■ **Texte de référence**
----

-
Une langue qui s’écoute avec les yeux !Réveillez-vous ! 1998 | 8 septembre
-
-
Carl vit aux États-Unis. Ses parents, sourds eux-mêmes, lui ont appris la langue des signesa. Bien que sourd de naissance, il a été capable très jeune de nommer des objets, d’enchaîner des signes et d’exprimer des pensées abstraites en langue des signes américaine (ASL). La plupart des enfants sourds dont les parents communiquent en langue signée font leurs premiers signes entre 10 et 12 mois. Un livre intitulé Voyage dans le monde des sourds (angl.) explique que “ les linguistes savent maintenant que la capacité d’apprendre une langue de façon naturelle et de la transmettre à ses enfants est profondément ancrée dans le cerveau. Que cette capacité s’exerce sur une langue signée ou sur une langue orale, cela ne fait aucune différence ”.
Sveta est née en Russie. Sa famille compte trois générations de sourds. Avec son frère, sourd lui aussi, elle a appris la langue des signes russe (LSR). À l’âge de trois ans, lorsqu’elle est entrée dans une école maternelle pour enfants sourds, elle maîtrisait déjà bien la langue des signes. “ Les autres enfants, raconte-t-elle, ne connaissaient pas la langue des signes ; ils ont appris avec moi. ” De nombreux enfants sourds avaient des parents entendants qui ne signaient pas. Beaucoup apprenaient la langue des signes à l’école, où les aînés l’enseignaient aux plus jeunes, qui pouvaient ainsi communiquer aisément.
Aujourd’hui, de plus en plus de parents entendants apprennent la langue des signes avec leurs enfants, ce qui permet à ces derniers de communiquer efficacement avant même d’être scolarisés. Andrew, un jeune Canadien, est dans ce cas. Ses parents, qui sont entendants, ont appris la langue des signes et l’ont utilisée très tôt avec lui ; cela lui a donné des bases linguistiques sur lesquelles il a pu construire au cours des années suivantes. Toute la famille peut maintenant discuter en langue des signes de n’importe quel sujet.

----

■ **Section données**
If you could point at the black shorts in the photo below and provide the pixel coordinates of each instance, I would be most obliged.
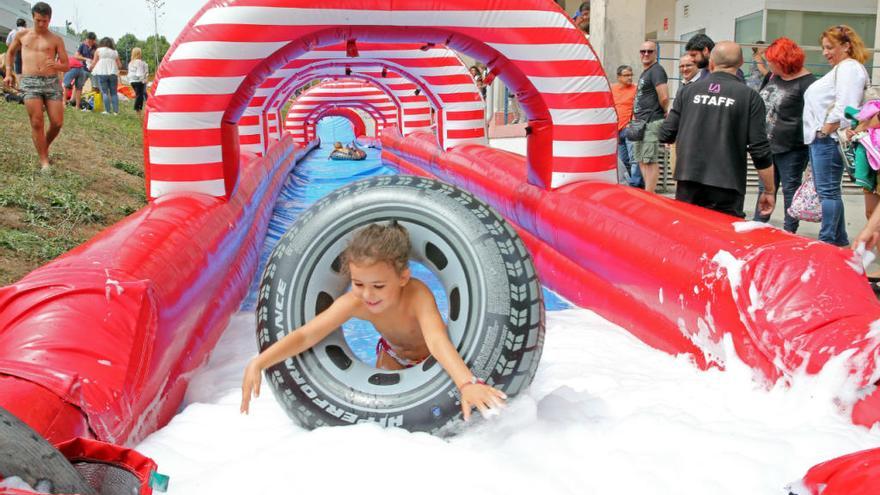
(728, 201)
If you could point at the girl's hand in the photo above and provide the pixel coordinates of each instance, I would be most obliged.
(867, 237)
(483, 397)
(250, 384)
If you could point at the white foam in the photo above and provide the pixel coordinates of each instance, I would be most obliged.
(605, 414)
(732, 267)
(749, 226)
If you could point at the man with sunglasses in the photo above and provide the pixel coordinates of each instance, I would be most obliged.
(652, 101)
(714, 122)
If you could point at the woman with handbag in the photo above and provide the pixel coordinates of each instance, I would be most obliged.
(824, 104)
(783, 95)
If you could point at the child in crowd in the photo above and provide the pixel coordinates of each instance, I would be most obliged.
(401, 308)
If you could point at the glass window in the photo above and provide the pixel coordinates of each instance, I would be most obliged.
(805, 27)
(686, 37)
(748, 31)
(749, 28)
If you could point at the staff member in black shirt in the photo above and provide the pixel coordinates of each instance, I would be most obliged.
(714, 122)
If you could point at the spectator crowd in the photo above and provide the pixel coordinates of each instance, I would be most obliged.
(802, 132)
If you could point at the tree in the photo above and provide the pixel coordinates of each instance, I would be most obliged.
(150, 50)
(125, 45)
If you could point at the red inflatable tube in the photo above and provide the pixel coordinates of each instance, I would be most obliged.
(104, 338)
(677, 276)
(853, 474)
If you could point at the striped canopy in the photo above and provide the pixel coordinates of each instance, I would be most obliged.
(217, 66)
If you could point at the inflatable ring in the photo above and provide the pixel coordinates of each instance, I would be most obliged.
(354, 155)
(496, 308)
(25, 454)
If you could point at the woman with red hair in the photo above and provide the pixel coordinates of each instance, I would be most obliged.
(783, 95)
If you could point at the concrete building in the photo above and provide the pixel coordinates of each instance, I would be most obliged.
(618, 26)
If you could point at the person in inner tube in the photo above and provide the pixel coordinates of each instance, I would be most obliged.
(400, 307)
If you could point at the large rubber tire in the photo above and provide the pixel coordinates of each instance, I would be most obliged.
(496, 309)
(25, 454)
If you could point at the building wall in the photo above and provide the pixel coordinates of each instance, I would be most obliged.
(616, 32)
(840, 6)
(717, 18)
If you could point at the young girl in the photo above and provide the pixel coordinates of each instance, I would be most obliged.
(137, 77)
(401, 308)
(105, 67)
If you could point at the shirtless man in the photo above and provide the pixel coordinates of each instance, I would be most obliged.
(43, 57)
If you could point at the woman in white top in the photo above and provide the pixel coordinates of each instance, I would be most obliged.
(824, 103)
(137, 77)
(105, 67)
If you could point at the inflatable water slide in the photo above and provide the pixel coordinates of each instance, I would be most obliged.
(97, 347)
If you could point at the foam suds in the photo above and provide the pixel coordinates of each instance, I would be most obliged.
(606, 414)
(749, 226)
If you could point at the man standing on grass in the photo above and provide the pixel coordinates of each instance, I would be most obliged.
(43, 57)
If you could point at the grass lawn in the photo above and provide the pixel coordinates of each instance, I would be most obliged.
(96, 180)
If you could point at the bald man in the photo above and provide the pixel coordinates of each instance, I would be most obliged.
(714, 122)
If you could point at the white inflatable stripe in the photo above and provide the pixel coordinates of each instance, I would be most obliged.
(578, 149)
(445, 89)
(582, 84)
(185, 85)
(265, 91)
(215, 187)
(464, 124)
(249, 130)
(544, 52)
(466, 106)
(375, 56)
(559, 179)
(587, 116)
(451, 143)
(414, 104)
(253, 148)
(281, 16)
(173, 121)
(225, 50)
(160, 155)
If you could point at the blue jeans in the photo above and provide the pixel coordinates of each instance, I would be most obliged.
(827, 174)
(108, 85)
(625, 153)
(789, 172)
(624, 156)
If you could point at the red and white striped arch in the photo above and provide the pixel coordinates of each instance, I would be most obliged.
(358, 126)
(301, 117)
(402, 69)
(231, 47)
(338, 94)
(320, 112)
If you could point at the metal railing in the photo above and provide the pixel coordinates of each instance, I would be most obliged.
(672, 50)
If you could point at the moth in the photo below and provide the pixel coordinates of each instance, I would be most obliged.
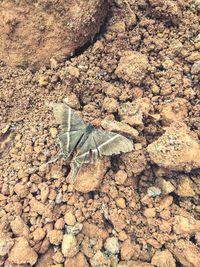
(82, 140)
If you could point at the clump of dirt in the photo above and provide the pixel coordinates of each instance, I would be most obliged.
(34, 32)
(144, 209)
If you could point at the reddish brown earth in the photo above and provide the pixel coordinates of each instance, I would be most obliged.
(142, 208)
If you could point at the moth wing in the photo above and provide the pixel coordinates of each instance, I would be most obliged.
(69, 140)
(67, 118)
(109, 143)
(87, 153)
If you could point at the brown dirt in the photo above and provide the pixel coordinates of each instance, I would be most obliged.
(145, 200)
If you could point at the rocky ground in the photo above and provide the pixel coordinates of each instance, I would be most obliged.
(140, 77)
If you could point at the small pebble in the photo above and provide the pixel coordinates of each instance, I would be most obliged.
(153, 191)
(121, 203)
(112, 245)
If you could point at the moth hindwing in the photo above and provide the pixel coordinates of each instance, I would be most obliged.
(90, 143)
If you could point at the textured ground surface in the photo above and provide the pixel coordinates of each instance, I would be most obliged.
(142, 71)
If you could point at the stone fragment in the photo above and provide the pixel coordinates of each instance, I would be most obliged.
(129, 250)
(176, 149)
(186, 224)
(69, 218)
(120, 177)
(73, 71)
(58, 257)
(22, 253)
(93, 231)
(119, 127)
(6, 243)
(42, 79)
(46, 260)
(149, 212)
(55, 236)
(154, 243)
(19, 227)
(44, 192)
(131, 113)
(21, 190)
(153, 191)
(75, 229)
(87, 180)
(135, 162)
(53, 131)
(185, 187)
(38, 234)
(37, 206)
(112, 245)
(185, 252)
(163, 258)
(165, 186)
(79, 261)
(118, 223)
(121, 203)
(111, 90)
(100, 259)
(59, 224)
(166, 10)
(69, 246)
(165, 203)
(132, 67)
(72, 101)
(195, 69)
(174, 111)
(110, 105)
(91, 245)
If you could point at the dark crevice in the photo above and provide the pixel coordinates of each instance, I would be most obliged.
(97, 36)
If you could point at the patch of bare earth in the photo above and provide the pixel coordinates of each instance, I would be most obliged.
(142, 208)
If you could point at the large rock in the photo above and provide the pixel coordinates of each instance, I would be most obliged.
(33, 32)
(176, 149)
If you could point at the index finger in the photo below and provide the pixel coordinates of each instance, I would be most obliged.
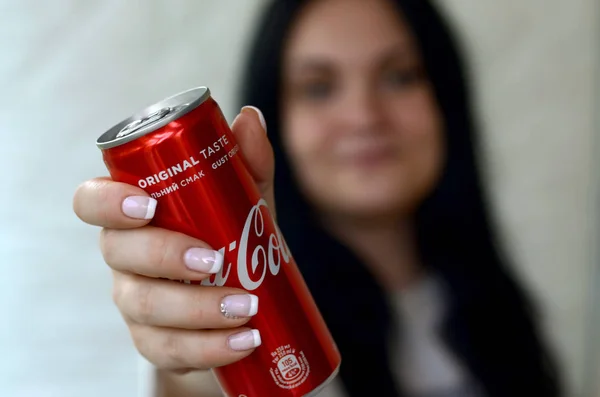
(106, 203)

----

■ **Consigne**
Recopiez le passage de l'article sur la langue des signes allant de « Sveta est née » jusqu'à « ainsi communiquer aisément. », en substituant « cousin » à « frère ».

■ **Réponse ci-dessous**
Sveta est née en Russie. Sa famille compte trois générations de sourds. Avec son cousin, sourd lui aussi, elle a appris la langue des signes russe (LSR). À l’âge de trois ans, lorsqu’elle est entrée dans une école maternelle pour enfants sourds, elle maîtrisait déjà bien la langue des signes. “ Les autres enfants, raconte-t-elle, ne connaissaient pas la langue des signes ; ils ont appris avec moi. ” De nombreux enfants sourds avaient des parents entendants qui ne signaient pas. Beaucoup apprenaient la langue des signes à l’école, où les aînés l’enseignaient aux plus jeunes, qui pouvaient ainsi communiquer aisément.